> [PROBLEM TO SOLVE] Extract each line below that contains the string "positive", and copy those lines without any change.

> [RECORDED INFORMATION]

= = = = =

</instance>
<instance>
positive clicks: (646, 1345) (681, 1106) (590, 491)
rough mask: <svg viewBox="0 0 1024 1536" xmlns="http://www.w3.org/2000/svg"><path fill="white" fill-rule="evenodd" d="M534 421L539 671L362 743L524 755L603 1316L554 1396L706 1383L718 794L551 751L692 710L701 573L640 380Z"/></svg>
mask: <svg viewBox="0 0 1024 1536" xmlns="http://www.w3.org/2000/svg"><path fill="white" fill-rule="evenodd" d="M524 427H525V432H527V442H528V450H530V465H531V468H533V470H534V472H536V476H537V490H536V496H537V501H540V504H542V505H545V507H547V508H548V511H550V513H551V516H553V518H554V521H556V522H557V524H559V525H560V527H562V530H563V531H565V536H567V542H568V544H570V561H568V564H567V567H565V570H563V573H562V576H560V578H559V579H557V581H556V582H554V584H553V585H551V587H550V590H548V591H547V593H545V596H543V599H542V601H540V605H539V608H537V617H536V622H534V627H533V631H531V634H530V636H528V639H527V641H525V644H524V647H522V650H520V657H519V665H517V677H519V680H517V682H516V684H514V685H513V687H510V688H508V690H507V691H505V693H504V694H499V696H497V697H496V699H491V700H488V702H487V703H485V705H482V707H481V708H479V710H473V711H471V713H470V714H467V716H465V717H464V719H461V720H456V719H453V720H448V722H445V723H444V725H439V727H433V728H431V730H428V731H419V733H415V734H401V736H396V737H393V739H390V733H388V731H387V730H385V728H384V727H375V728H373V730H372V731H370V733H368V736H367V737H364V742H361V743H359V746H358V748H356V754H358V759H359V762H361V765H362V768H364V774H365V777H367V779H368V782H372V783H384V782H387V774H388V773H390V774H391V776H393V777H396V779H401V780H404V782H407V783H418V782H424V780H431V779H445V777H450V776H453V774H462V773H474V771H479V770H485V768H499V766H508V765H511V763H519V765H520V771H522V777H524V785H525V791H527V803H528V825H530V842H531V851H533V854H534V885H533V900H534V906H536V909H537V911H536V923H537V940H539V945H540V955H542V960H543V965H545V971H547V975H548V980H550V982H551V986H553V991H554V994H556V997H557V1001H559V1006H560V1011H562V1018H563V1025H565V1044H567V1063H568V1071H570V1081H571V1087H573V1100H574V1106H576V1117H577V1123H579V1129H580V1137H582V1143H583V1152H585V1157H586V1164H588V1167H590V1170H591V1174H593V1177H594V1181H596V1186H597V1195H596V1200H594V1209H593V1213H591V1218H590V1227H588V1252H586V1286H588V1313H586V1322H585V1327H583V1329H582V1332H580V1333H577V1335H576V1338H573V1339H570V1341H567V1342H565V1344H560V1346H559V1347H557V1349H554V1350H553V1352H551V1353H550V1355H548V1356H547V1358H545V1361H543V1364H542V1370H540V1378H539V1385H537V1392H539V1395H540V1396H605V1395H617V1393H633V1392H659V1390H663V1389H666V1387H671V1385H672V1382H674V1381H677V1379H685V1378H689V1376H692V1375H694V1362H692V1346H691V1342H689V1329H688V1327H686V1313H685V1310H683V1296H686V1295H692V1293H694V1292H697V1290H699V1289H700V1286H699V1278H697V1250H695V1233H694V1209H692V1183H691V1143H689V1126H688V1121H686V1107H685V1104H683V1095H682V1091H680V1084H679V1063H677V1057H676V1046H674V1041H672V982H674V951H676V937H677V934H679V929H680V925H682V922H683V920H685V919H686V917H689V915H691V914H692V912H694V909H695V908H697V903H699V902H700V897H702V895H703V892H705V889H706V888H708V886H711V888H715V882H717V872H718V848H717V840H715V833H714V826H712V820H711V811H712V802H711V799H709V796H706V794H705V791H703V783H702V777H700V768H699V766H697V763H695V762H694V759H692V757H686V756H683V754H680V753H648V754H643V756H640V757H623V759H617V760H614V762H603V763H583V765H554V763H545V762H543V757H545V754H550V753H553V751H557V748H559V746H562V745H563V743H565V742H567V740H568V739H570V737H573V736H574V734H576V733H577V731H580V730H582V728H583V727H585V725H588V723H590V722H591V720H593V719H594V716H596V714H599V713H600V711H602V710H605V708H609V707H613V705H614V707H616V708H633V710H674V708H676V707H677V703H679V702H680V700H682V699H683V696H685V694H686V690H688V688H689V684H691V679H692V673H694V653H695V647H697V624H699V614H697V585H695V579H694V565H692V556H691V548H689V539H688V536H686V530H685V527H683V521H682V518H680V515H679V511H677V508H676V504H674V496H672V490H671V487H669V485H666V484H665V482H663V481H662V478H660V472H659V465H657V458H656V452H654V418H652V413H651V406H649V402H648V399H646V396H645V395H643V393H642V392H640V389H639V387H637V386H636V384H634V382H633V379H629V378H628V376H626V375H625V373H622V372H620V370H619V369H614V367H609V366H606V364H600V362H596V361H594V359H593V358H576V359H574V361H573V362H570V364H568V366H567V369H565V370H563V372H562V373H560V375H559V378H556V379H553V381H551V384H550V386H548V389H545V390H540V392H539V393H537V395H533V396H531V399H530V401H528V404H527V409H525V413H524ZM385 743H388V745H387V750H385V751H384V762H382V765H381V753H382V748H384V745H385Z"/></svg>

= = = = =

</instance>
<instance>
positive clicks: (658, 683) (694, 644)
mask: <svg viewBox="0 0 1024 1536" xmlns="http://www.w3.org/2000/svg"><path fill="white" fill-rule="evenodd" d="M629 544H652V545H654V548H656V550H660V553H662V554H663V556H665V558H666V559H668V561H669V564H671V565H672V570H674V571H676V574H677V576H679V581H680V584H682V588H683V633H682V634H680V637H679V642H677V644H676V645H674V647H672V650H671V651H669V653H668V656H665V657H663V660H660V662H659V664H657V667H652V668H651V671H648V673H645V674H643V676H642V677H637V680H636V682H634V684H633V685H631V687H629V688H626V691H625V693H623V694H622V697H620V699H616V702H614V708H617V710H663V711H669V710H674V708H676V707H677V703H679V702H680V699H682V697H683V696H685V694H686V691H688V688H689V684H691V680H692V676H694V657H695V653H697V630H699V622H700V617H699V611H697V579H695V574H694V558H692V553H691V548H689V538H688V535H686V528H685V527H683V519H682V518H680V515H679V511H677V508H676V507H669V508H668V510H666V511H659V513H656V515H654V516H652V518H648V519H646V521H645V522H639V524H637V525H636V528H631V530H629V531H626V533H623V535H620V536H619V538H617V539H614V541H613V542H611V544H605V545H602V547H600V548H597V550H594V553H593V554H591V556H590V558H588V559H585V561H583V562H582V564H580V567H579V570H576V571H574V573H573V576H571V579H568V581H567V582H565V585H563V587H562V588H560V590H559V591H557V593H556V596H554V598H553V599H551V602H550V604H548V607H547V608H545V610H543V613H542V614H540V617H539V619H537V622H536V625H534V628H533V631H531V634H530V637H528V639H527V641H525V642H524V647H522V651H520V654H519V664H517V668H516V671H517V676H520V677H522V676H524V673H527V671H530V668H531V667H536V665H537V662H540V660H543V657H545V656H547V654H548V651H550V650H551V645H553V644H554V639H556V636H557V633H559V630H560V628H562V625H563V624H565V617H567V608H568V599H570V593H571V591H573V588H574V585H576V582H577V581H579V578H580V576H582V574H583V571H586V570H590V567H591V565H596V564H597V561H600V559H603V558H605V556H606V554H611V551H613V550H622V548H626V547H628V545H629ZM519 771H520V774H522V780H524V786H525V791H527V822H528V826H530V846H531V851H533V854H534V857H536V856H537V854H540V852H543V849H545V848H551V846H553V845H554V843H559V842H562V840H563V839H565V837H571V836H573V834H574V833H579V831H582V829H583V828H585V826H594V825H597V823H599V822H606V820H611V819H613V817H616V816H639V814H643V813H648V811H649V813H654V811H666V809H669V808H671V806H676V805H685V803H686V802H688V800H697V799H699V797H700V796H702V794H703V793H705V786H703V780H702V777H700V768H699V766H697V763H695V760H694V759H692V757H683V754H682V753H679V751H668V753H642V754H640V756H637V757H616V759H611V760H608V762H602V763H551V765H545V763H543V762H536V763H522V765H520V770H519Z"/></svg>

= = = = =

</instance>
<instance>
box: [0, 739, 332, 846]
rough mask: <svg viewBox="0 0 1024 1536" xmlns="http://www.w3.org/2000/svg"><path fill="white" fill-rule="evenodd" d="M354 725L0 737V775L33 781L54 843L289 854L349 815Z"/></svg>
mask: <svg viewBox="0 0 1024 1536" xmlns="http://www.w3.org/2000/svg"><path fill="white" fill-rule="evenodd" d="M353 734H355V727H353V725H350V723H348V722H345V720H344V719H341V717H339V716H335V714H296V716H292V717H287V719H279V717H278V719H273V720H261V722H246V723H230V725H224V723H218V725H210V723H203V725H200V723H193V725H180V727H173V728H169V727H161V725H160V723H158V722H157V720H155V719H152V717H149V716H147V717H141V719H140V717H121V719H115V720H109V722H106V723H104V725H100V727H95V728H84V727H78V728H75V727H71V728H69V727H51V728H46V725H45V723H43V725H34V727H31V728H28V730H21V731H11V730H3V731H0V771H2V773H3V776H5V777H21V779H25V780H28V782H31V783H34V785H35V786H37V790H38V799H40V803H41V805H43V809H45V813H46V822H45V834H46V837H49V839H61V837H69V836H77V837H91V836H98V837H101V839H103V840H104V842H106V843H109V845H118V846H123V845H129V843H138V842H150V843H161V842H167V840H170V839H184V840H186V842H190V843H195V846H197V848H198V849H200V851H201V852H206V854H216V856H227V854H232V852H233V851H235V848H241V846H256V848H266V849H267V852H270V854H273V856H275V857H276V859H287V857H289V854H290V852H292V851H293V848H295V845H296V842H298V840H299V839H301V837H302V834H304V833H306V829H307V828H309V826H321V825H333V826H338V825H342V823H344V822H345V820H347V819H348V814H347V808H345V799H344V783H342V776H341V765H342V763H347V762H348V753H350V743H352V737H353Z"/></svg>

= = = = =

> [SOLUTION TO THE PROBLEM]
positive clicks: (646, 1345) (681, 1106) (590, 491)
positive clicks: (658, 683) (694, 644)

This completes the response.